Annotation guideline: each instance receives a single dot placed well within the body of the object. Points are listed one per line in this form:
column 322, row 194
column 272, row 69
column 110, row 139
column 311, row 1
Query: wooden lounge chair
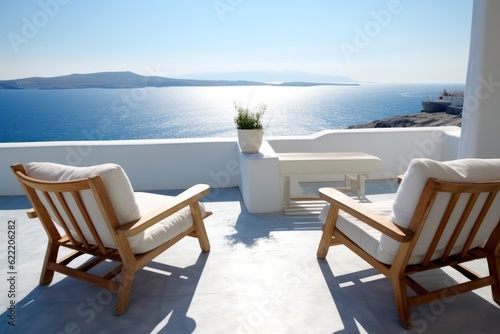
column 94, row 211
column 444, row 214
-----
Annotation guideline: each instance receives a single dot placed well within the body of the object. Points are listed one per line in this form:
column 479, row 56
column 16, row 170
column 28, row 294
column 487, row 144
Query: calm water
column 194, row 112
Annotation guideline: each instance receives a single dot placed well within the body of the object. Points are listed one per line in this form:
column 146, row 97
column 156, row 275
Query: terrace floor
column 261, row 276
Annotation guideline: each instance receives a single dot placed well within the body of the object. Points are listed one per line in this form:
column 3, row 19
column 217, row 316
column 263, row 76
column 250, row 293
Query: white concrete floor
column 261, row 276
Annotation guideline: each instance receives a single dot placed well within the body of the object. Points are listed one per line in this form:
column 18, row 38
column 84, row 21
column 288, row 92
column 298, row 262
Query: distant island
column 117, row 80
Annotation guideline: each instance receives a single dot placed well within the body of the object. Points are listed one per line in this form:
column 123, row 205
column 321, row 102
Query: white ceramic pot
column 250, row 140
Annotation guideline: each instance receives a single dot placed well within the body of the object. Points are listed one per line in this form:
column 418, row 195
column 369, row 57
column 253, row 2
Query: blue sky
-----
▶ _YOUR GOAL_:
Every line above from the line with "column 217, row 316" to the line with "column 84, row 21", inclusive, must be returned exactly; no other line belongs in the reply.

▶ _ANSWER BOX_:
column 217, row 316
column 263, row 76
column 250, row 293
Query: white concrete floor
column 261, row 276
Annotation guideline: each instance receives a single dot placed well within the body of the object. Points are listed one per line in this form:
column 18, row 38
column 84, row 21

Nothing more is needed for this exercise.